To do = Go through the data below. Pull out every line that has the word "house".

Records to process =
==================================================

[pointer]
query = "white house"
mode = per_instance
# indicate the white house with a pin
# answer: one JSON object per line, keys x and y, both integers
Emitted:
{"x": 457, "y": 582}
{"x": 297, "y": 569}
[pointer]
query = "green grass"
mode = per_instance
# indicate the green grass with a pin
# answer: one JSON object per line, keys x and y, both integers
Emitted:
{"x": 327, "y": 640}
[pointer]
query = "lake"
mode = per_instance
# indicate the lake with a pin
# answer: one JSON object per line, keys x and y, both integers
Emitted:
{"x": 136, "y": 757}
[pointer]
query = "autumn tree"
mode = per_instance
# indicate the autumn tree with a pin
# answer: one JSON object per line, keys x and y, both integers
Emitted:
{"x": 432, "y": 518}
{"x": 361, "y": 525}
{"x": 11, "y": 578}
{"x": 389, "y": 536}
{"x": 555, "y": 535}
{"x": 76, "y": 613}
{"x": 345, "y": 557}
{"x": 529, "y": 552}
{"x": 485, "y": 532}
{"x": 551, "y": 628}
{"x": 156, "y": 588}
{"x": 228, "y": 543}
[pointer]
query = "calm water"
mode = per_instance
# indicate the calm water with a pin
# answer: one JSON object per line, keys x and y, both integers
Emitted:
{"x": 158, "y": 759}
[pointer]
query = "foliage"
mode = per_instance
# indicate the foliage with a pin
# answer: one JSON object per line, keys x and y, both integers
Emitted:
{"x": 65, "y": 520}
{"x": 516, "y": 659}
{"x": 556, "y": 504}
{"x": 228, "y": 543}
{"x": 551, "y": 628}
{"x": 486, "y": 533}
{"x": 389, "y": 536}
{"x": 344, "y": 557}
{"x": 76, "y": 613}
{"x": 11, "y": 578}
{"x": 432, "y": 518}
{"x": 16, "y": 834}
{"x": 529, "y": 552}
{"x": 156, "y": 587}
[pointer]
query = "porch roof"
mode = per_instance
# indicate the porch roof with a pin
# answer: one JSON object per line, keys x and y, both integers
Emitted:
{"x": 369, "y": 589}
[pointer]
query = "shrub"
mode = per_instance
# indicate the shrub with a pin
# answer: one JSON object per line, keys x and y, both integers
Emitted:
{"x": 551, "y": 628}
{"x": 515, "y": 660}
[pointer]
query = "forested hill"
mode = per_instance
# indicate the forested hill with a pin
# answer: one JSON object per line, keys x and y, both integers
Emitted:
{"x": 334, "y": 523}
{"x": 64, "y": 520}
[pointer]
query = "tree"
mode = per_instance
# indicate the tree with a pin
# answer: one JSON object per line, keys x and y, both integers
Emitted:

==================================================

Written solution =
query = "white house"
# indicate the white house with a pin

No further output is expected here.